_Supplied passage_.
-- start --

CP Has Landed on the Comet

On June 13th 2015, the robot-lab Philae woke up on the comet 67P/Churyumov-Gerasimenko to resume a series of experiments interrupted seven months ago. These experiments were scheduled using Constraint Programming, and researchers of the team ROC developed propagation algorithms to help the Scientific Operations and Navigation Centre (SONC) to efficiently achieve this task. The Rosetta/Philae mission was launched in 2004 and it took more than ten years for the spacecraft, Rosetta, to reach its destination after a 6 billion kilometres long trip. On November 12th 2014, the lander module, Philae, was released and landed on the ground of the comet. Philae is fitted with ten instruments (see Figure 1) to conduct the experiments elaborated by as many research teams across Europe. These experiments, should they be imaging (CIVA, ROLIS), sampling (SD2, COSAC, PTOLEMY) or other types of signal analysis, correspond to sequences of activities constrained by two extremely scarce resources:
  • First, instruments were supplied in energy by the main battery alone, which barely held enough power to keep a low-energy light-bulb lit up during the three days of this first sequence.

-- end --

_Instruction 1_.
According to the article on Philae's comet experiments, in what year was the Rosetta/Philae mission launched?
_Instruction 2_.
Continue the article on Philae's comet experiments from the point where it stops.

_Data provided_.
-- start --

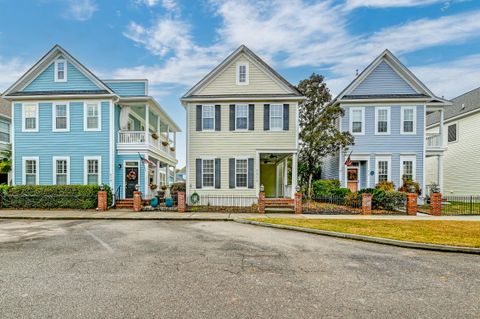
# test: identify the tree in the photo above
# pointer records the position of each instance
(319, 134)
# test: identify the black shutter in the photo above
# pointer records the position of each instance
(250, 172)
(266, 117)
(198, 173)
(231, 173)
(217, 173)
(199, 117)
(218, 120)
(286, 116)
(251, 117)
(232, 117)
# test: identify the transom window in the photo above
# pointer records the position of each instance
(276, 117)
(241, 172)
(208, 173)
(208, 117)
(241, 117)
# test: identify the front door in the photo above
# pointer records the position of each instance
(352, 179)
(131, 180)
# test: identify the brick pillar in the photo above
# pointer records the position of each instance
(366, 204)
(102, 201)
(181, 202)
(261, 202)
(298, 203)
(137, 201)
(412, 206)
(436, 204)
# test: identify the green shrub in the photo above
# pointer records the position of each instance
(52, 196)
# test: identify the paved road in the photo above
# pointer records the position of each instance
(179, 269)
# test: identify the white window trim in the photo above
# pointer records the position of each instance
(278, 129)
(85, 116)
(247, 73)
(377, 109)
(65, 65)
(54, 168)
(248, 117)
(54, 117)
(208, 159)
(236, 159)
(350, 120)
(85, 168)
(411, 158)
(36, 117)
(24, 171)
(213, 129)
(402, 109)
(389, 171)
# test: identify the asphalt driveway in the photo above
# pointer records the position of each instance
(179, 269)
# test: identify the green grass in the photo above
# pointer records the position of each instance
(453, 233)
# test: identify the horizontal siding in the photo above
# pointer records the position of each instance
(77, 143)
(383, 80)
(76, 80)
(259, 81)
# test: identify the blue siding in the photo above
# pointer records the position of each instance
(383, 80)
(124, 88)
(76, 80)
(77, 143)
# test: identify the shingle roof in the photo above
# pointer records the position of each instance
(462, 104)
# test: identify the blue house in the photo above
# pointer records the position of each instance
(70, 127)
(385, 109)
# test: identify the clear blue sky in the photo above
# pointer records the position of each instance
(174, 43)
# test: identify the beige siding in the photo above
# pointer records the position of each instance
(260, 82)
(227, 144)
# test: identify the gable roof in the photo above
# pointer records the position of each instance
(408, 86)
(242, 50)
(46, 61)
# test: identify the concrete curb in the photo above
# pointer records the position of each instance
(377, 240)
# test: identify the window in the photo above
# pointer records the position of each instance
(241, 172)
(208, 118)
(242, 74)
(30, 171)
(60, 117)
(241, 117)
(408, 120)
(357, 118)
(208, 173)
(60, 70)
(61, 168)
(92, 116)
(276, 117)
(382, 124)
(92, 170)
(30, 117)
(452, 133)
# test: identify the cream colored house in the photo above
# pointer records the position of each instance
(242, 130)
(461, 130)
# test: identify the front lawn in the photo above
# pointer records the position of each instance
(454, 233)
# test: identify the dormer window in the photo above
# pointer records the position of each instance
(242, 73)
(60, 70)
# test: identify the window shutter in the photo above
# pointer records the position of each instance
(198, 173)
(218, 119)
(286, 116)
(266, 117)
(232, 117)
(199, 117)
(217, 173)
(231, 173)
(250, 172)
(251, 117)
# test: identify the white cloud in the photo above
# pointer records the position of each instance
(80, 10)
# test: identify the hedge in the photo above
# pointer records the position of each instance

-- end --

_Task answer 1_.
2004

_Task answer 2_.
  • Second, all the data collected by the instruments were stored on a central mass-memory whose capacity is 6MB, that is, about as much as 4 floppy disks.
Philae Instruments, image copyright ESA/AOES Medialab
Figure 1. Philae's instruments (© ESA/AOES Medialab)
The plans executed by Philae are modelled and solved using constraint programming technology. Indeed, Mission Operations Scheduling Tool (MOST), the toolkit used to schedule the lander's activities, was developed by a CNES team based in Toulouse on top of IBM ILOG Scheduler (now IBM CP Optimizer). This framework is very well suited to model the constraints related to instant energy usage of the instruments, using well-known algorithms to reason about cumulative resources. Moreover, in order to model the more specific constraints related to data transfers, several dedicated algorithms were developed by the Operations Research & Constraints group of the LAAS-CNRS lab. This work was published by the Constraints journal [Simonin et al. 15]. Notice that the activities of Rosetta, on the other hand, were handled by a separate team and the NASA largely contributed to MOST's equivalent Rosetta Science Ground Segment Scheduling Component (RSSC), which uses the priority-based scheduling module ASPEN [Chien et al. 13].

The Rosetta/Philae Mission

Rosetta's navcam image of 67P, copyright ESA/AOES Medialab
67P Churyumov/Gerasimenko by Rosetta's navcam, on December 10th 2014 (© ESA/AOES Medialab)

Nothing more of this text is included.